# [Task directions]
Transcribe all data verbatim. Skip the pictures.

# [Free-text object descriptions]
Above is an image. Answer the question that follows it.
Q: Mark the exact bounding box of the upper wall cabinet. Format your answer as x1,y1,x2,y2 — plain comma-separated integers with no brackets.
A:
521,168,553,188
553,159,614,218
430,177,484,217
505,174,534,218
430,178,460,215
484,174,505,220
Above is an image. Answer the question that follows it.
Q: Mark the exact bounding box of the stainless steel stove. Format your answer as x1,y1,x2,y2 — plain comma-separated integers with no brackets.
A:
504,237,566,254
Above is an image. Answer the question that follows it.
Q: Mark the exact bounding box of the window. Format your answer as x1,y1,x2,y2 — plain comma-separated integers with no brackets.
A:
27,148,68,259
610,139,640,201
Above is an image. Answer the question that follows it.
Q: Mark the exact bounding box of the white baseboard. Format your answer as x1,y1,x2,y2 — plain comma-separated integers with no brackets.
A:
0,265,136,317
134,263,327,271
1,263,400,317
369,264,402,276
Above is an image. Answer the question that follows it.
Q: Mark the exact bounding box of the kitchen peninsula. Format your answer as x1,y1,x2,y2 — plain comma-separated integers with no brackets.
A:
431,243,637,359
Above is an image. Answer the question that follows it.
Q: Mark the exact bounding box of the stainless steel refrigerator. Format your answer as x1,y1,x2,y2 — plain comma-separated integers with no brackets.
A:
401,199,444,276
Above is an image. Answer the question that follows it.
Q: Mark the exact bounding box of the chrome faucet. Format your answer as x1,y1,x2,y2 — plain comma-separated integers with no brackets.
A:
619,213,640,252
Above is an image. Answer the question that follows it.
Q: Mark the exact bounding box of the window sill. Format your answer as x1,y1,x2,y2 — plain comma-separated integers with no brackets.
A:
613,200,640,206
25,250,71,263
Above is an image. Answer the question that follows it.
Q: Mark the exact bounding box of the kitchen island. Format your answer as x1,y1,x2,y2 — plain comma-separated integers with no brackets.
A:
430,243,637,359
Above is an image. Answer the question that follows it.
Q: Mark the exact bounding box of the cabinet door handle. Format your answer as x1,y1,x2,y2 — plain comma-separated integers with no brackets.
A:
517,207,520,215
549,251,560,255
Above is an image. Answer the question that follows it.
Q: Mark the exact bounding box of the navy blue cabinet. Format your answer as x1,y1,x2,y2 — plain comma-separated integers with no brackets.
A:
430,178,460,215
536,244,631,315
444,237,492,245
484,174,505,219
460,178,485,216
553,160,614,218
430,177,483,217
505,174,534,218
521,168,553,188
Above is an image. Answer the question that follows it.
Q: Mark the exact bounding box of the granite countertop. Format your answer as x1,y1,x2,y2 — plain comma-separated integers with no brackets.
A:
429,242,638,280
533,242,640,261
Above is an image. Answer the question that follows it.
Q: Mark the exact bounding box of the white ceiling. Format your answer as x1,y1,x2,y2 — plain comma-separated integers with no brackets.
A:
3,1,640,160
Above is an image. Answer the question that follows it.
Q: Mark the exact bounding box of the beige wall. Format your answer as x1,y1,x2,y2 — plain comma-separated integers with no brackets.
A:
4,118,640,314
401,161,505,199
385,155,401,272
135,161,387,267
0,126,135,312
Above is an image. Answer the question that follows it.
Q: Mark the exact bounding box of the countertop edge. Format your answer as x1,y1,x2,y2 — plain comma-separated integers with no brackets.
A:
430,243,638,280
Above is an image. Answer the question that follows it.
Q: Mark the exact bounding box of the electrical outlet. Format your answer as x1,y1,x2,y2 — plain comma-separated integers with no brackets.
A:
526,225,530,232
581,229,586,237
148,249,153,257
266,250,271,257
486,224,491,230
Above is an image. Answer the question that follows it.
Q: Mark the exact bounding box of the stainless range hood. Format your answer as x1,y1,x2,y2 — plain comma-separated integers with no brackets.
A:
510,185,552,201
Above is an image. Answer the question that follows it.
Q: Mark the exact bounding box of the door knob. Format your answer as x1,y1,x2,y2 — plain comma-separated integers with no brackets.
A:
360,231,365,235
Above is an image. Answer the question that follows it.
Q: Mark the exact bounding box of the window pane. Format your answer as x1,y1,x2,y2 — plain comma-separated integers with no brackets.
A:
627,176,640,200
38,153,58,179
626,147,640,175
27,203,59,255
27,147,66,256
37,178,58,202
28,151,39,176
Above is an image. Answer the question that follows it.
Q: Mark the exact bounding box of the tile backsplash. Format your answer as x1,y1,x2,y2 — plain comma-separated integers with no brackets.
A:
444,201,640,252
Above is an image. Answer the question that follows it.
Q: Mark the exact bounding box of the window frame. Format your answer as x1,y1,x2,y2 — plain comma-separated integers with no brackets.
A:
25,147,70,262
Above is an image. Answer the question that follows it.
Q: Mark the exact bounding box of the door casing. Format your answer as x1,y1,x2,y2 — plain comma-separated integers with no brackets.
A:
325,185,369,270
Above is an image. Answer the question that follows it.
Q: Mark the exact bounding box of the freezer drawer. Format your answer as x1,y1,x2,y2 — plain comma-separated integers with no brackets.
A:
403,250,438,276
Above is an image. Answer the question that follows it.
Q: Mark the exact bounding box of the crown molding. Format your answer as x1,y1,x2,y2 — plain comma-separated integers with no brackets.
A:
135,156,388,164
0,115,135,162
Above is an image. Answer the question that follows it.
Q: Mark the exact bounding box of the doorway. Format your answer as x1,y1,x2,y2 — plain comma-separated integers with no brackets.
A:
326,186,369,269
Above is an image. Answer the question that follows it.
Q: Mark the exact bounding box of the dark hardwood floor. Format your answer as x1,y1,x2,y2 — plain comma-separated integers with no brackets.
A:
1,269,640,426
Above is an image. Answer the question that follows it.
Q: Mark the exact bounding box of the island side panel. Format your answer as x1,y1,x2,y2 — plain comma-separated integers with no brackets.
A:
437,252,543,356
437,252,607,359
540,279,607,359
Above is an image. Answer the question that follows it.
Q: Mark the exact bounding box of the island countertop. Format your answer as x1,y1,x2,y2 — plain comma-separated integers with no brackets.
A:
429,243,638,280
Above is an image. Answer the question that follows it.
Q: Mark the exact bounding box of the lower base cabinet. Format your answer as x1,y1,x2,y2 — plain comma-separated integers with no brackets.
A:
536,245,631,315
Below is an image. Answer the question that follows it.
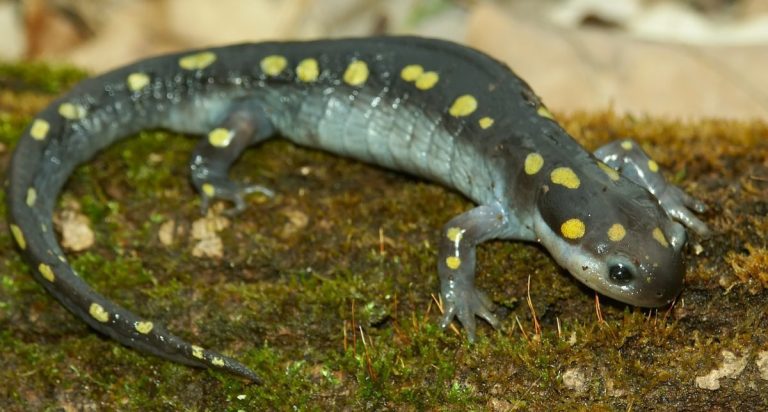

# [Exercise response]
Above is an image. Answer the question that follows it.
Q: Mark the exact bounding box of the upper wall cabinet. Format your answer as x1,y1,x2,y2 — plain comma-separated integers with no brackets.
A:
521,168,553,188
553,159,614,218
430,177,484,217
505,174,534,218
430,178,460,215
484,174,505,220
Above is an image. Answer the question that follows it.
Q: Mark the exact bounding box of the stainless steel stove. Format your answer as x1,y1,x2,y2 — plain comma-separated integers with no brackets.
A:
504,237,566,254
Above is an image. Answer the question that follows it.
Q: Mark the exact bounding box of the window. Format your answer as x1,y1,x2,y2 — plain comma-separated integers with no brackets.
A:
27,148,68,259
610,139,640,201
Above is an image. Answer the question that follows it.
Q: Mark the exact bounding box of the white baseboard. Format your answer as x1,y1,x2,y2 — plain comma-separated integers with no brackets.
A:
0,265,136,317
134,263,327,271
1,263,400,317
369,264,402,276
Above is an image. Answer the question that follows it.
Q: Mark the exact bounding box of the kitchen peninsula. Format your answer as x1,y1,x2,y2 — plain comma-separated integers with no brackets.
A:
431,243,637,359
Above is an image. Answer the question that follows it.
Q: Mark the exact bounding box of the stainless steel refrigerator. Format your answer as x1,y1,x2,y2 — plain comma-separated integers with no brackets.
A:
401,199,444,276
Above is an image. Answer the question that follows it.
Q: Mark the exact bounding box of the chrome faucet. Format your answer as x1,y1,x2,y2 — plain comma-separated integers with no brackets.
A:
619,213,640,252
Above is an image. Answer the question that follows it.
Q: Mark the exact bounding box of the window sill. Format your answer as x1,y1,x2,y2 — plain comma-separated integers with no brackets.
A:
613,200,640,206
25,250,71,263
Above is an image. Answer the question that follows it.
Q: Mark the exact bounding box of the kitchen island. Format your answer as x1,y1,x2,y2 — plain comma-separated integers with no brackets.
A:
430,243,637,359
Above is an image. Answer the question that follows it.
Q: Mark the exact bounding box of the cabinet door handle. Format your answer as x1,y1,x2,y2 — plain comma-separated integers with no brackets.
A:
517,207,520,215
549,251,560,255
Above is an image. Answer the question that follows it.
Q: Mark the exact bounding box of the navy blue cabinet. Format your answer as x1,y1,x2,y2 — plain comma-separated integers with no brackets.
A:
430,178,460,215
536,244,631,315
444,237,492,245
484,174,505,219
460,178,485,216
553,160,614,218
430,177,483,217
505,174,534,218
521,168,553,188
Above is an image. Answer the question that follows it.
Q: Mark the exact bounding box of the granite countertop. Format your answer as x1,y1,x2,y2 — plain comma-separated integers with no brackets.
A:
429,242,638,280
533,242,640,261
Above is an image. Answer the question that follows it.
Q: Mark the exact bounding box of the white ceiling. Format your answer as x1,y1,x2,y2 — plain comma-separated integers with no brackets.
A:
3,1,640,160
Above is an image. Answer the question that follows it.
Q: Mark the exact bounding box of the beige wall. Format your answer as x1,y1,x2,y2 — plain comma-separated integers with no brackets.
A:
4,118,640,314
401,161,505,199
385,155,401,272
135,161,387,267
0,126,135,312
Above is an image. Answer the question that follows it.
Q: Mark the exact bounding box of the countertop edge. Format your answer as x1,y1,x2,y2 — plain comma-separated integers with no brackets.
A:
430,243,638,280
Above is an image. Answer the question that follows it.
Q: Mark the exact bounding box of the electrical outlet. Format your answer as x1,y1,x2,y2 — plain comma-separated integers with no brackets.
A:
526,225,530,232
581,229,586,237
148,249,153,257
266,250,271,257
486,224,491,230
Above is an image. Answer the question that follows it.
Q: Mark the exact bounding box of the stainless range hood. Format your answer as x1,y1,x2,y2 — plain comma-separated integers with no brackets.
A:
510,185,552,201
Above is an image. Answer the question that follows it.
Q: Mark the exact bounding box of the door knob. Format your answer as x1,y1,x2,y2 — plain comma-separated integers with no brackets.
A:
360,231,365,235
Above is an image. Answer the question that follows it.
Q: Mark the exact bounding box of the window pane. Format your answer as x1,y1,x2,y2 — plain comma-separated integers with no brackets.
A:
627,176,640,200
38,153,58,179
626,147,640,175
27,203,59,255
27,147,66,256
37,178,58,202
28,151,39,176
Above is an image. Answer the question that follows it.
Q: Mark the exact bounding box of the tile backsplash. Format your answer as x1,y1,x2,y2 — plain comma-separated integers with no brackets.
A:
444,201,640,252
Above is an image. Answer the question that follows it.
Q: Mark the exact bounding box of the window frame. Format your answer as x1,y1,x2,y2 — plain comma-separated integers with no brackets.
A:
25,147,70,262
Above is an image. Answer the question that follows it.
Q: Mark the exact bounding box of the door casing. Format your answer as x1,y1,x2,y2 — plain comma-separated integers with no brackets.
A:
325,185,369,270
Above is an image. Answer the question that follows it.
Q: Mark the exact bounding box of the freezer drawer. Format your answer as x1,y1,x2,y2 — plain comma-separated integers with no brackets.
A:
403,250,438,276
Above is an image. Answer the question that follows it.
Q: Mark the exact bounding box of the crown molding. Format your answer as x1,y1,x2,y2 — plain comma-separated integers with no brackets.
A:
135,156,388,164
0,115,135,162
Above is an image. Answer the question that follows it.
Q: Mark the exact bounding box of the doorway. Format your answer as x1,y1,x2,y2 — plain comma-separated integers with no brackets.
A:
326,186,369,269
Above is an image. Answer the question that follows it.
Q: Mark the exact bounding box of the dark hardwood floor. Format your answer as x1,y1,x2,y2 — plain comma-separated integers with no brackets.
A:
1,269,640,426
Above is an image. Answer the question that follows it.
Q: Mark the exact bounding box of the island side panel. Format your answer as x1,y1,x2,y2 — plain comma-separated integers with no brackets.
A:
437,252,543,356
437,252,607,359
540,279,607,359
Above is an image. Answer the question that follows it.
Q: Mark the exact bounding box of the island countertop. Format your answer as x1,y1,x2,y2 — plain comma-separated integers with no brackets.
A:
429,243,638,280
Above is an image. Answer the question that follows it.
Q: Mark the exact bounding box of the lower base cabinet. Format your answer as x1,y1,x2,y2 — plain comma-separated integers with no brackets.
A:
536,245,631,315
Below is an image. Answer the question that follows it.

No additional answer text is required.